- [Enunciado 1] Segundo o trecho sobre auxílio-alimentação e teletrabalho, de que formas se calcula o salário por produção ou tarefa regulamentado no art. 78 da CLT? Liste-as.
- [Enunciado 2] Redija a continuação do trecho sobre auxílio-alimentação e teletrabalho, começando após a última frase apresentada.

Trouxe, ainda, mudanças como abertura dos arranjos nos negócios para uso do auxílio-alimentação e a portabilidade, também proíbe as empresas de receber descontos na contratação de empresas fornecedoras de tíquetes de alimentação. Hoje, alguns empregadores têm um abatimento no processo de contratação.
O dispositivo que previa a possibilidade de pagamento do auxílio-alimentação em dinheiro não foi incluído no texto do PLV pelo relator da MP na Câmara dos Deputados, Deputado Paulinho da Força (Solidariedade).
Quanto ao teletrabalho, há também modificações significativas.
A MP restringe a aplicação do art. 62 da CLT, que excepciona o registro da jornada de trabalho apenas para os empregados em regime de teletrabalho que prestam serviço por produção ou tarefa. Antes, a previsão legal abarcava todos os trabalhadores em teletrabalho, independentemente de como eram desempenhadas e entregues as atividades.
Logo, há agora dois tipos de regime de jornada para o teletrabalho: um com jornada de trabalho, que é caracterizado por controle de ponto e pagamento das horas extras; outro sem jornada de trabalho, por produção ou tarefa. O salário por produção ou tarefa é regulamentado no art. 78 da CLT, calculado por empreitada, tarefa ou peça, com garantia do salário-mínimo.

- [Dados de origem]
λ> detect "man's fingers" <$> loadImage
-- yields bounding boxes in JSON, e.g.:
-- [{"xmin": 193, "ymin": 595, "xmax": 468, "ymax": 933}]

- [Resposta 1] Empreitada; tarefa; peça.

- [Resposta 2]
Apesar de a MP restringir a aplicação de controle de horário no teletrabalho para os serviços por produção ou tarefa, considerando os recursos tecnológicos de fiscalização das atividades, é possível ao empregador controlar a jornada de trabalho e tal restrição pode estimular a adoção de produções ou tarefas em grande volume, acarretando jornadas de trabalho exaustivas.
Na conceituação do teletrabalho, a MP inova ao utilizar a expressão preponderante ou não:
Art. 75-B. Considera-se teletrabalho ou trabalho remoto a prestação de serviços fora das dependências do empregador, de maneira preponderante ou não, com a utilização de tecnologias de informação e de comunicação, que, por sua natureza, não se configure como trabalho externo.
A antiga redação, que continha apenas a palavra preponderante, possibilitava a negociação coletiva do regime de trabalho híbrido, o que agora torna-se desnecessário, distanciando o movimento sindical do trabalhador e possibilitando pactuação de forma individual.
A MP também dificulta eventual discussão de enquadramento do empregado em teletrabalho como operador de telemarketing ou de teleatendimento, que tem jornada reduzida.
Além disso, isenta o empregador de qualquer responsabilidade pela mudança de localidade do empregado na realização do teletrabalho, caso seja determinado o retorno para as atividades presenciais e não exige qualquer negociação coletiva, mantendo a pactuação por meio do contrato individual de trabalho. E não permite que o uso de tecnologia fora do horário normal de trabalho, como o uso de e-mail, mensagem de celular ou de WhatsApp, constitua tempo à disposição, regime de prontidão ou de sobreaviso, exceto se houver previsão em acordo individual ou em acordo ou convenção coletiva de trabalho. A MP, assim, garante segurança jurídica às empresas, mas não garante o direito de desconexão do empregado, permitindo jornadas exaustivas e abuso dos empregadores.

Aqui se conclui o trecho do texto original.